Source records
========================================================================
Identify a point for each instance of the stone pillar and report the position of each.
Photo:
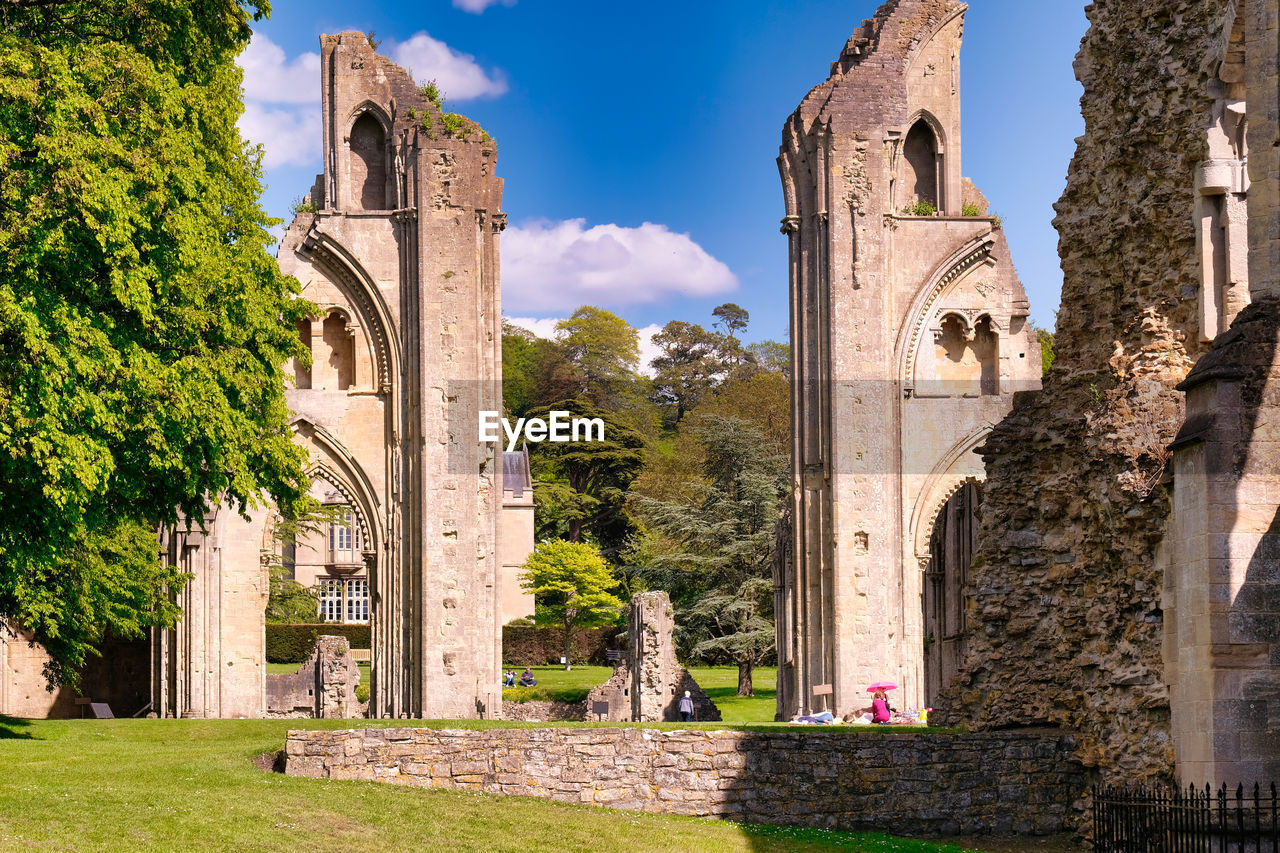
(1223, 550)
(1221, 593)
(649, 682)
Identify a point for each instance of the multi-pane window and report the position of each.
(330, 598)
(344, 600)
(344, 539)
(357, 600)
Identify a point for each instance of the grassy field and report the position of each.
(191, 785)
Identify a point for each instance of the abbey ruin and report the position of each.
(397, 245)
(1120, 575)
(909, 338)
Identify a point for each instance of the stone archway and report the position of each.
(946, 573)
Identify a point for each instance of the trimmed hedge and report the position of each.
========================================================================
Reproduce every line exactly and omit all pictures.

RESULT.
Identify a point for each instance of the stone pillar and report the position of each.
Photo:
(1223, 550)
(1221, 593)
(649, 682)
Identify a point for each instance of the multi-pane window and report the position of each.
(330, 598)
(344, 600)
(344, 539)
(357, 600)
Identify a point for each instance of the grassy field and report the position of each.
(191, 785)
Identify a point for each instance of the abbey ruin and report the position of each.
(397, 245)
(1120, 575)
(909, 338)
Identify a point for each instance of the stone archway and report the position of each.
(946, 573)
Identify a point for each instance of the trimmed hedge and report the position of each.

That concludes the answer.